TASK DESCRIPTION
Find each line below that includes "dolphin", then copy it.

PROVIDED RECORDS
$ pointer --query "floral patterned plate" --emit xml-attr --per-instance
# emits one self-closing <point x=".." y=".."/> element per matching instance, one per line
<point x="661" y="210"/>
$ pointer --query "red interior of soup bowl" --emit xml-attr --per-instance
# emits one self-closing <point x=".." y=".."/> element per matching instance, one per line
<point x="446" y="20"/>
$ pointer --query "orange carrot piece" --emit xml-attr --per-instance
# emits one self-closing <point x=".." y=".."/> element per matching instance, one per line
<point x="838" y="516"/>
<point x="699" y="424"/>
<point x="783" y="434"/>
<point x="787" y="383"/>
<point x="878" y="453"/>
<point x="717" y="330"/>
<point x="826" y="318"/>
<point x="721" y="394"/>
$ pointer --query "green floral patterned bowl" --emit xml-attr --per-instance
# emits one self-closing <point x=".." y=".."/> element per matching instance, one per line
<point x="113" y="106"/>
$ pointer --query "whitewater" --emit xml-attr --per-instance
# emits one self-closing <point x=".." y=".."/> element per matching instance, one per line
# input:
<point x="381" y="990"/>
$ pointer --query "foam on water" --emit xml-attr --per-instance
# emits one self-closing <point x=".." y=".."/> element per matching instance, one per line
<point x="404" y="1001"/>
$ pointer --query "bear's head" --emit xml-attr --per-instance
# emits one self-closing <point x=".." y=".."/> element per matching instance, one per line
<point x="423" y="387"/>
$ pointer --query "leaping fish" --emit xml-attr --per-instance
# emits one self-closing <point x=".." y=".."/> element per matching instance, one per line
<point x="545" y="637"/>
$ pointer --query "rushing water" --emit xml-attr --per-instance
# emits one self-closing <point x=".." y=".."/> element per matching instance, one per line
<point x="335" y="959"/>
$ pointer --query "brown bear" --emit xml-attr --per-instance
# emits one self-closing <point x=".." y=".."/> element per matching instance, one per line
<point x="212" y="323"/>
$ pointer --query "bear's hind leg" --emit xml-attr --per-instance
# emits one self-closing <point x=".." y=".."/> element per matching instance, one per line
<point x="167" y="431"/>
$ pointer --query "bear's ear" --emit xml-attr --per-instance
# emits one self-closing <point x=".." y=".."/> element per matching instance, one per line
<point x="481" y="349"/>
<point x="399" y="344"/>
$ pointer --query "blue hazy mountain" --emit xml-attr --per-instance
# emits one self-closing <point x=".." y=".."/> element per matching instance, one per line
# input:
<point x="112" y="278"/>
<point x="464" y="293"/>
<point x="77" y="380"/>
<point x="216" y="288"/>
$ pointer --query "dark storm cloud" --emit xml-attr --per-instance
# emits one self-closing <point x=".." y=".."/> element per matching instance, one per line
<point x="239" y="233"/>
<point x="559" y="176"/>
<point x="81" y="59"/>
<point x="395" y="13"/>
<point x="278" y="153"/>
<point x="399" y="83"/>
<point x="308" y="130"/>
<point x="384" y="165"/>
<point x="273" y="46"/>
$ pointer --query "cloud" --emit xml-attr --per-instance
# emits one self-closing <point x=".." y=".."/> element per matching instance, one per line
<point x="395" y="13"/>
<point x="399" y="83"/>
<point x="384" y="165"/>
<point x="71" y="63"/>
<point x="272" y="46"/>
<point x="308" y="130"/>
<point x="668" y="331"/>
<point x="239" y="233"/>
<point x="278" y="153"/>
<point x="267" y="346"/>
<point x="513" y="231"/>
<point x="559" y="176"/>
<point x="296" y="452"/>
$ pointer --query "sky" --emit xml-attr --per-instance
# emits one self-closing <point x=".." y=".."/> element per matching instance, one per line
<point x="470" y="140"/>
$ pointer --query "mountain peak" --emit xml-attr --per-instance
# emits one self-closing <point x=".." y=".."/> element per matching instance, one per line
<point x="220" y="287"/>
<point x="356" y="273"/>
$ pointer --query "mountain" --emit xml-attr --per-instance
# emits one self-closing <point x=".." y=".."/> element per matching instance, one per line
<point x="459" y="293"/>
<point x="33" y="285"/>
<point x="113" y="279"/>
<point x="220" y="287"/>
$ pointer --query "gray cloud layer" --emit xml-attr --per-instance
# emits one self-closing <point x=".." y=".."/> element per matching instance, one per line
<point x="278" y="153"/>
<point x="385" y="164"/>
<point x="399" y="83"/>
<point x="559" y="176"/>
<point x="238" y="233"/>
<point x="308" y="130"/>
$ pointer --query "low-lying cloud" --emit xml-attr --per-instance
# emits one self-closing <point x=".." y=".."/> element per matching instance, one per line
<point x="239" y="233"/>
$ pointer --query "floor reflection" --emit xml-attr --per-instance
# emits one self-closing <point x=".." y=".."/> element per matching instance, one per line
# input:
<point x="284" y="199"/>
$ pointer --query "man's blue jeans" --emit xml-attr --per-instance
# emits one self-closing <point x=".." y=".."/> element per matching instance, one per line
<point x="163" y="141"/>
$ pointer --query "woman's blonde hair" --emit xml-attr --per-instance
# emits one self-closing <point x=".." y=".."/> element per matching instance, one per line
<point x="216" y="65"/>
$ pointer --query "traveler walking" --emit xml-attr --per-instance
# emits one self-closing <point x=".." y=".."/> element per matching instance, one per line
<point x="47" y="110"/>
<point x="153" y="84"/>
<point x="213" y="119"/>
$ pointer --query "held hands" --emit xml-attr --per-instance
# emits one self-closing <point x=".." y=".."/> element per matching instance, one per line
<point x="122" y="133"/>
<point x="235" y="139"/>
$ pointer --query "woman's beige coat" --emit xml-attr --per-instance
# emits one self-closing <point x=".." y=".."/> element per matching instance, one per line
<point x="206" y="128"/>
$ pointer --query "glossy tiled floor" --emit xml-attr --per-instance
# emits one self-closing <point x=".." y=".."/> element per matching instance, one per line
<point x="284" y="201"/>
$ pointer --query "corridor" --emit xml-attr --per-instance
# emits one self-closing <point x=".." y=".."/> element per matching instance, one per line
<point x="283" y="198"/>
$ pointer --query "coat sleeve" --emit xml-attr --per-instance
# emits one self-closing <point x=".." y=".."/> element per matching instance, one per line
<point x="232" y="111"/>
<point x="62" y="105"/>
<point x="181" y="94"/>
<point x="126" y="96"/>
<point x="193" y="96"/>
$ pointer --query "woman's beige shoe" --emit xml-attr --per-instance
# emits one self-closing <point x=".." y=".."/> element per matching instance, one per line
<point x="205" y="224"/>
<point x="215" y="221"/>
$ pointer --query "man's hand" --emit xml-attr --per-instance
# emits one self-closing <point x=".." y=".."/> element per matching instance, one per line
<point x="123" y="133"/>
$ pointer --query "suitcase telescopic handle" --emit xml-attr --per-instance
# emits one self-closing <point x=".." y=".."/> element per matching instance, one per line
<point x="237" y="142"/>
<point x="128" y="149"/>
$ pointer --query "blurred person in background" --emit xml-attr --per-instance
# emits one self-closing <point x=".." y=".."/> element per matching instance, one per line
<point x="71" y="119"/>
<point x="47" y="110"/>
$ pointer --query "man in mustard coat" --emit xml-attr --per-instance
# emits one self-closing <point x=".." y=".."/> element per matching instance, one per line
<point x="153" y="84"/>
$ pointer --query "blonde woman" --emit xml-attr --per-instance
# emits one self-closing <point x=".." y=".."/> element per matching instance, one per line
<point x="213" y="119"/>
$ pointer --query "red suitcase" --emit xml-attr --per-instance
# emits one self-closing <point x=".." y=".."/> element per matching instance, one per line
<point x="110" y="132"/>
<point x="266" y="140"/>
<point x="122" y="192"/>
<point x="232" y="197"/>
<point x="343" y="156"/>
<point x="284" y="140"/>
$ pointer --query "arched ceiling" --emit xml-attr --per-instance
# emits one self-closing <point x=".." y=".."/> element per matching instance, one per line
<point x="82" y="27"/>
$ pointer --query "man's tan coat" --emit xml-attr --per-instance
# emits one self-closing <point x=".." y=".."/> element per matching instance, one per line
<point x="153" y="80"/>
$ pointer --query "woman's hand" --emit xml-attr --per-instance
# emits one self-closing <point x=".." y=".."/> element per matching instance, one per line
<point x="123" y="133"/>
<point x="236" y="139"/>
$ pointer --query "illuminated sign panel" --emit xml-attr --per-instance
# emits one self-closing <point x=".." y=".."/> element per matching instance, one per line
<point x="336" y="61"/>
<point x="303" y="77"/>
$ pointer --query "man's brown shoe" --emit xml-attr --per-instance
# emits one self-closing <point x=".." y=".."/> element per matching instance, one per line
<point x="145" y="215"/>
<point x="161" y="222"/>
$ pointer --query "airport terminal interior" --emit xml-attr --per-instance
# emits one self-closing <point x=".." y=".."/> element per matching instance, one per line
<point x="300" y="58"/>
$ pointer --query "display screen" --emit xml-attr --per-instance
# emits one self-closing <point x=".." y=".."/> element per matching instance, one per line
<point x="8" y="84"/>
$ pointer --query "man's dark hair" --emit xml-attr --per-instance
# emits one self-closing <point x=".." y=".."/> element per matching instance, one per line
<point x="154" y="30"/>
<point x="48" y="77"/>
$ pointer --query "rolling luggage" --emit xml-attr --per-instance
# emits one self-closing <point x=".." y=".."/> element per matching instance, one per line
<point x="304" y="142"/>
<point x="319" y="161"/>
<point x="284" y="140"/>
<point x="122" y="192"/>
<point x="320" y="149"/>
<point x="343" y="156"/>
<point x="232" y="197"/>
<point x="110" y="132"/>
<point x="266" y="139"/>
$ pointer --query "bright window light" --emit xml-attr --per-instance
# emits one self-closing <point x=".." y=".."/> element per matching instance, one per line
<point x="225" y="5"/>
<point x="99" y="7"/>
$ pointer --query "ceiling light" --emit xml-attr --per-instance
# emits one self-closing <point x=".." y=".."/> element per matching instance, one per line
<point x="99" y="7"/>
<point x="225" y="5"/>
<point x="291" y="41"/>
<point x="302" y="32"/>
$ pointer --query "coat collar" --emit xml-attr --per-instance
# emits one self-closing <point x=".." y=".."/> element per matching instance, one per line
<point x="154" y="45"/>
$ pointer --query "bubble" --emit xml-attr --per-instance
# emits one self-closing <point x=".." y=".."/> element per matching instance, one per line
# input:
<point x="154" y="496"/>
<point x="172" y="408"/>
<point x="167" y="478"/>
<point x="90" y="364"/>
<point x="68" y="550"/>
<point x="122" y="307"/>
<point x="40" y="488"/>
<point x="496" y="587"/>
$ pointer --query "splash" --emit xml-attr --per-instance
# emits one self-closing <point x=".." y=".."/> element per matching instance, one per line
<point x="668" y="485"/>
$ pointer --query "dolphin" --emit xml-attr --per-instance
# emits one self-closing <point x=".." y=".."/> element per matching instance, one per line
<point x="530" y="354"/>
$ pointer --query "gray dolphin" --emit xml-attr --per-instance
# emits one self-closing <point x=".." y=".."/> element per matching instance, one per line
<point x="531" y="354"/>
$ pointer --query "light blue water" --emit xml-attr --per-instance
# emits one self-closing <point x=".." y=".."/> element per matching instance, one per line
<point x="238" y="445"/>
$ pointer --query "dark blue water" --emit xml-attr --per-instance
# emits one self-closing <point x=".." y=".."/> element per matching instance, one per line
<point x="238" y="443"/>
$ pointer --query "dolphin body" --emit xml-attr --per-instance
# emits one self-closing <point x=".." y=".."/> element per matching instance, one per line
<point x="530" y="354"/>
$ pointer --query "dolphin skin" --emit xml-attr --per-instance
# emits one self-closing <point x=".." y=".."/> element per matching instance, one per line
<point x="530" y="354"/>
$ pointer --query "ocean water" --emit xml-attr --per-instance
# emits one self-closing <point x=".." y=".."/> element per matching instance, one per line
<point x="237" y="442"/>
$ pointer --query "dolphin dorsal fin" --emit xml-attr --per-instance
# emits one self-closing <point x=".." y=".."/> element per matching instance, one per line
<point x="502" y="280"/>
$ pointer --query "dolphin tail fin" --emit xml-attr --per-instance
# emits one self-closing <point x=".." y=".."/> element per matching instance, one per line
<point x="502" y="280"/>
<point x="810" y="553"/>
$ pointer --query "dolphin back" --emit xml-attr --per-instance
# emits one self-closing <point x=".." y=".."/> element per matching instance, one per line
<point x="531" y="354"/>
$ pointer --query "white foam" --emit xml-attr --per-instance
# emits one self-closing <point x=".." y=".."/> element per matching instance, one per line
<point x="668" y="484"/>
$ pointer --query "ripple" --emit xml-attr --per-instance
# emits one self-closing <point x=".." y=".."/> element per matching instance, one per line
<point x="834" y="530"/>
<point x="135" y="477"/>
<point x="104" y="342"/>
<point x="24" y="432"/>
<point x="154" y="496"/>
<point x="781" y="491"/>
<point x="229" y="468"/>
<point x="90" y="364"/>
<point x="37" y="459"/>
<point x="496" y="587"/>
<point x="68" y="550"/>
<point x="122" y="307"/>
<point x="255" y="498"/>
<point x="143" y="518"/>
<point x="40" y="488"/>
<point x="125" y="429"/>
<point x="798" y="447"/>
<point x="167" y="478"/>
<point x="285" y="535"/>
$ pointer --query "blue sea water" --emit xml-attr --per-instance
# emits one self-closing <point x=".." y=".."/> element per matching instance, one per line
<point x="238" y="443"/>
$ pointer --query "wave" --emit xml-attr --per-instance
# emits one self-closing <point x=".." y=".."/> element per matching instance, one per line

WORKED SOLUTION
$ pointer --query "dolphin" --emit xml-attr --per-instance
$ pointer --query "gray dolphin" --emit xml-attr --per-instance
$ pointer --query "dolphin body" --emit xml-attr --per-instance
$ pointer --query "dolphin skin" --emit xml-attr --per-instance
$ pointer --query "dolphin dorsal fin" --emit xml-attr --per-instance
$ pointer --query "dolphin tail fin" --emit xml-attr --per-instance
$ pointer --query "dolphin back" --emit xml-attr --per-instance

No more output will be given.